-- begin TASK DATA --
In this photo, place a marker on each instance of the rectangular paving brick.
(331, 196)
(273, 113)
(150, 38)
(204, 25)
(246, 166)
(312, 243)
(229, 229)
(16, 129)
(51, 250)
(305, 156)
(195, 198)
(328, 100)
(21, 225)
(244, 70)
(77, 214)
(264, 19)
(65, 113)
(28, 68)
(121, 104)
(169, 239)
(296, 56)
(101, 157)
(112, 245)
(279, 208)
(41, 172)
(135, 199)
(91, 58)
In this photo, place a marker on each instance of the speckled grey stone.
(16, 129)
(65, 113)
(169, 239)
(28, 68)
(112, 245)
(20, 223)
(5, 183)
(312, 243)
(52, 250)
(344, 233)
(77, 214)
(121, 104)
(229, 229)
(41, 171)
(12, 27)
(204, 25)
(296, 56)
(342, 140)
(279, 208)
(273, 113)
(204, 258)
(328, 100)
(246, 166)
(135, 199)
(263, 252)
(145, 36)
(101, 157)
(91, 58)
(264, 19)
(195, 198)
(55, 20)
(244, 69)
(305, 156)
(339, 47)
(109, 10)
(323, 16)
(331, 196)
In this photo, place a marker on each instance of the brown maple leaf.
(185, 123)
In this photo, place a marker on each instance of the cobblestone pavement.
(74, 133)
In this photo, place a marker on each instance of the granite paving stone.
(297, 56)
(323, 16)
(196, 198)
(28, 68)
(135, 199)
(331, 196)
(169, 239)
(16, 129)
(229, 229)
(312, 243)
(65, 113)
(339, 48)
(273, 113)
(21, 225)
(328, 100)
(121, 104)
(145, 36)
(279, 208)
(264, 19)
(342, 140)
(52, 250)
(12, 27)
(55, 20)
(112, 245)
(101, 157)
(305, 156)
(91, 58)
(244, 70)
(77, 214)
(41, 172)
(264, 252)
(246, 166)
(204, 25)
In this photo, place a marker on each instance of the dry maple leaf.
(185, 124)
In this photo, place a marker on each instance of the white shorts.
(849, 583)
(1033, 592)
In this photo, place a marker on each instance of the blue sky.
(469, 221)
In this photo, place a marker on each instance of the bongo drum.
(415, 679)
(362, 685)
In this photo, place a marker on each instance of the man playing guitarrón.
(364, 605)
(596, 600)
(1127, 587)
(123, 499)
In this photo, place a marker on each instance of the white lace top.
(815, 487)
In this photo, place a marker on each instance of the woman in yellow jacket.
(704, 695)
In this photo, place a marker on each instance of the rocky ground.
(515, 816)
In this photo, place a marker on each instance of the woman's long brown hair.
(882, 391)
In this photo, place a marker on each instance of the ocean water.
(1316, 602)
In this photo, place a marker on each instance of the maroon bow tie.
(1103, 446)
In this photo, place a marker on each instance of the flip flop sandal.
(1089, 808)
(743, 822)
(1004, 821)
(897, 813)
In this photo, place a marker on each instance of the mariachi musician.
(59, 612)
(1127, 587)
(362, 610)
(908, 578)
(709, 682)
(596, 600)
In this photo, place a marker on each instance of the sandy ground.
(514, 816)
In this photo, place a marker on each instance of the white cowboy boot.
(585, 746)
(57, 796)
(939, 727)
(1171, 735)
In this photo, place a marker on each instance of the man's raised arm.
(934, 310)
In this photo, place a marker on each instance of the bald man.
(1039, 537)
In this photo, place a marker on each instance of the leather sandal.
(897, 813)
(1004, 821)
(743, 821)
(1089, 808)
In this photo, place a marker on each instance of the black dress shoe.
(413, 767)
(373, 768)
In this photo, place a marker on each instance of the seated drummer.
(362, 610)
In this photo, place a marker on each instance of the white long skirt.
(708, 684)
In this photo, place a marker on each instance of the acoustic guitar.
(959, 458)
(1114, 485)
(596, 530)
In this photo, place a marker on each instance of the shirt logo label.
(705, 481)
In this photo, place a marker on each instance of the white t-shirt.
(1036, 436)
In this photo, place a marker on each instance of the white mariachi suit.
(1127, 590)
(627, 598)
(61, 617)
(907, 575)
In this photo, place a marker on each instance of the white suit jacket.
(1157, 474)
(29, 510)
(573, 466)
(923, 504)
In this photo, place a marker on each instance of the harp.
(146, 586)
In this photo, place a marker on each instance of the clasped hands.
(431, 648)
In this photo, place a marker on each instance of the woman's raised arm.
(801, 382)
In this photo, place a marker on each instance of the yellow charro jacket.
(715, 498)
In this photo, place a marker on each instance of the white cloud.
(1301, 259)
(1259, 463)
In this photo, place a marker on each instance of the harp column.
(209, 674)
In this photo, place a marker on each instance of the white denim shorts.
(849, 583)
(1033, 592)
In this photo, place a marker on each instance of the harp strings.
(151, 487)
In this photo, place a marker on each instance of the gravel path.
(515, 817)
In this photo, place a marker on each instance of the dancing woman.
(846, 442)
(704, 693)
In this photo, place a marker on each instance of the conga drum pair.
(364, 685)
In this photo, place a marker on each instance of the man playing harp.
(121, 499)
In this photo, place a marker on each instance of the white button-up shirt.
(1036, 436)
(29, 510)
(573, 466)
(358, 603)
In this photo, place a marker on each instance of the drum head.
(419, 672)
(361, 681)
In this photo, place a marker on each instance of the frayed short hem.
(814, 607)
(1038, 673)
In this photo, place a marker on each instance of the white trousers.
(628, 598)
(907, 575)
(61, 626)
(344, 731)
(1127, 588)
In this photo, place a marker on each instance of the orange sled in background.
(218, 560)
-- end TASK DATA --
• WRITTEN TASK:
Write out every row above as a JSON list of strings, one string per line, with blank lines omitted.

• ANSWER BELOW:
[
  "In this photo, place a marker on each instance of the rectangular paving brick.",
  "(331, 196)",
  "(273, 113)",
  "(150, 38)",
  "(204, 25)",
  "(246, 166)",
  "(312, 243)",
  "(229, 229)",
  "(16, 129)",
  "(51, 250)",
  "(305, 156)",
  "(195, 198)",
  "(328, 100)",
  "(21, 225)",
  "(244, 70)",
  "(77, 214)",
  "(264, 19)",
  "(65, 113)",
  "(28, 68)",
  "(121, 104)",
  "(169, 239)",
  "(296, 56)",
  "(101, 157)",
  "(112, 245)",
  "(279, 208)",
  "(41, 172)",
  "(135, 199)",
  "(91, 58)",
  "In this photo, place a marker on each instance of the speckled grey stone.",
  "(16, 129)",
  "(65, 113)",
  "(169, 239)",
  "(28, 68)",
  "(112, 245)",
  "(20, 223)",
  "(5, 183)",
  "(312, 243)",
  "(52, 250)",
  "(344, 233)",
  "(77, 214)",
  "(121, 104)",
  "(229, 229)",
  "(41, 171)",
  "(12, 27)",
  "(204, 25)",
  "(296, 56)",
  "(342, 140)",
  "(279, 208)",
  "(273, 113)",
  "(204, 258)",
  "(328, 100)",
  "(246, 166)",
  "(135, 199)",
  "(263, 252)",
  "(145, 36)",
  "(101, 157)",
  "(91, 58)",
  "(264, 19)",
  "(195, 198)",
  "(55, 20)",
  "(244, 69)",
  "(305, 156)",
  "(339, 47)",
  "(109, 10)",
  "(323, 16)",
  "(331, 196)",
  "In this photo, place a marker on each instance of the brown maple leaf.",
  "(185, 123)",
  "In this photo, place a marker on each instance of the cobblestone pavement.",
  "(74, 133)",
  "In this photo, place a marker on each instance of the granite paving stone.",
  "(297, 56)",
  "(323, 16)",
  "(196, 198)",
  "(28, 68)",
  "(135, 199)",
  "(331, 196)",
  "(169, 239)",
  "(16, 129)",
  "(229, 229)",
  "(312, 243)",
  "(65, 113)",
  "(339, 48)",
  "(273, 113)",
  "(21, 225)",
  "(328, 100)",
  "(121, 104)",
  "(145, 36)",
  "(279, 208)",
  "(264, 19)",
  "(342, 140)",
  "(52, 250)",
  "(12, 27)",
  "(55, 20)",
  "(112, 245)",
  "(101, 157)",
  "(305, 156)",
  "(91, 58)",
  "(244, 70)",
  "(77, 214)",
  "(41, 172)",
  "(264, 252)",
  "(246, 166)",
  "(204, 25)",
  "In this photo, place a marker on each instance of the dry maple leaf.",
  "(185, 124)",
  "In this photo, place a marker on each instance of the white shorts.",
  "(849, 583)",
  "(1033, 592)",
  "In this photo, place a marker on each instance of the blue sky.",
  "(469, 221)",
  "In this photo, place a marker on each instance of the bongo drum.",
  "(415, 679)",
  "(362, 685)",
  "In this photo, place a marker on each instance of the man playing guitarrón.",
  "(364, 605)",
  "(596, 600)",
  "(1127, 587)",
  "(123, 499)",
  "In this photo, place a marker on each instance of the white lace top.",
  "(815, 487)",
  "In this photo, place a marker on each instance of the woman in yellow jacket.",
  "(704, 695)",
  "In this photo, place a marker on each instance of the rocky ground.",
  "(515, 816)",
  "In this photo, place a marker on each instance of the woman's long brown hair.",
  "(882, 391)",
  "In this photo, place a marker on each instance of the ocean water.",
  "(1316, 602)",
  "In this photo, place a marker on each instance of the maroon bow tie.",
  "(1103, 446)",
  "In this photo, place a marker on each instance of the flip flop sandal.",
  "(1089, 808)",
  "(743, 822)",
  "(1004, 821)",
  "(897, 813)",
  "In this photo, place a marker on each instance of the mariachi musician.",
  "(59, 612)",
  "(1127, 587)",
  "(362, 610)",
  "(908, 578)",
  "(709, 682)",
  "(596, 600)",
  "In this photo, place a marker on each instance of the sandy ground.",
  "(514, 816)",
  "In this photo, place a marker on each instance of the white cowboy boot.",
  "(585, 746)",
  "(57, 796)",
  "(939, 727)",
  "(1171, 735)",
  "In this photo, place a marker on each instance of the man's raised arm.",
  "(934, 310)",
  "In this photo, place a marker on each instance of the bald man.",
  "(1039, 537)",
  "In this photo, place a marker on each instance of the leather sandal.",
  "(897, 813)",
  "(1004, 821)",
  "(743, 821)",
  "(1089, 808)",
  "In this photo, place a marker on each instance of the black dress shoe.",
  "(413, 767)",
  "(373, 768)",
  "In this photo, place a marker on each instance of the seated drummer.",
  "(362, 610)",
  "In this photo, place a marker on each instance of the white long skirt.",
  "(708, 684)",
  "In this photo, place a marker on each instance of the acoustic guitar.",
  "(959, 458)",
  "(1114, 485)",
  "(596, 530)",
  "In this photo, place a marker on each instance of the shirt logo label.",
  "(705, 481)",
  "In this photo, place a marker on each instance of the white t-shirt.",
  "(1036, 436)",
  "In this photo, place a marker on each instance of the white mariachi suit.",
  "(1127, 590)",
  "(627, 598)",
  "(61, 617)",
  "(907, 575)",
  "In this photo, place a marker on each instance of the white suit jacket.",
  "(1157, 474)",
  "(29, 510)",
  "(573, 466)",
  "(923, 504)",
  "In this photo, place a marker on each instance of the harp.",
  "(146, 586)",
  "In this photo, place a marker on each instance of the clasped hands.",
  "(431, 648)",
  "In this photo, place a marker on each instance of the woman's raised arm.",
  "(801, 382)",
  "In this photo, place a marker on each instance of the yellow charro jacket.",
  "(715, 498)",
  "In this photo, place a marker on each instance of the white cloud.",
  "(1301, 259)",
  "(1259, 463)",
  "In this photo, place a marker on each instance of the harp column.",
  "(209, 674)",
  "In this photo, place a marker on each instance of the white denim shorts.",
  "(849, 583)",
  "(1033, 592)",
  "In this photo, place a marker on each instance of the harp strings.",
  "(151, 487)",
  "In this photo, place a marker on each instance of the gravel path.",
  "(515, 817)",
  "In this photo, place a marker on each instance of the dancing woman.",
  "(846, 442)",
  "(704, 693)",
  "In this photo, place a marker on each instance of the conga drum pair.",
  "(364, 685)",
  "In this photo, place a marker on each instance of the man playing harp.",
  "(121, 499)",
  "In this photo, place a marker on each instance of the white button-up shirt.",
  "(1036, 436)",
  "(29, 510)",
  "(573, 466)",
  "(358, 603)",
  "In this photo, place a marker on each instance of the drum head.",
  "(419, 672)",
  "(361, 681)",
  "In this photo, place a marker on each instance of the frayed short hem.",
  "(814, 607)",
  "(1038, 673)",
  "In this photo, place a marker on each instance of the white trousers.",
  "(628, 598)",
  "(907, 575)",
  "(61, 626)",
  "(344, 731)",
  "(1127, 588)",
  "In this photo, place a marker on each instance of the orange sled in background.",
  "(218, 560)"
]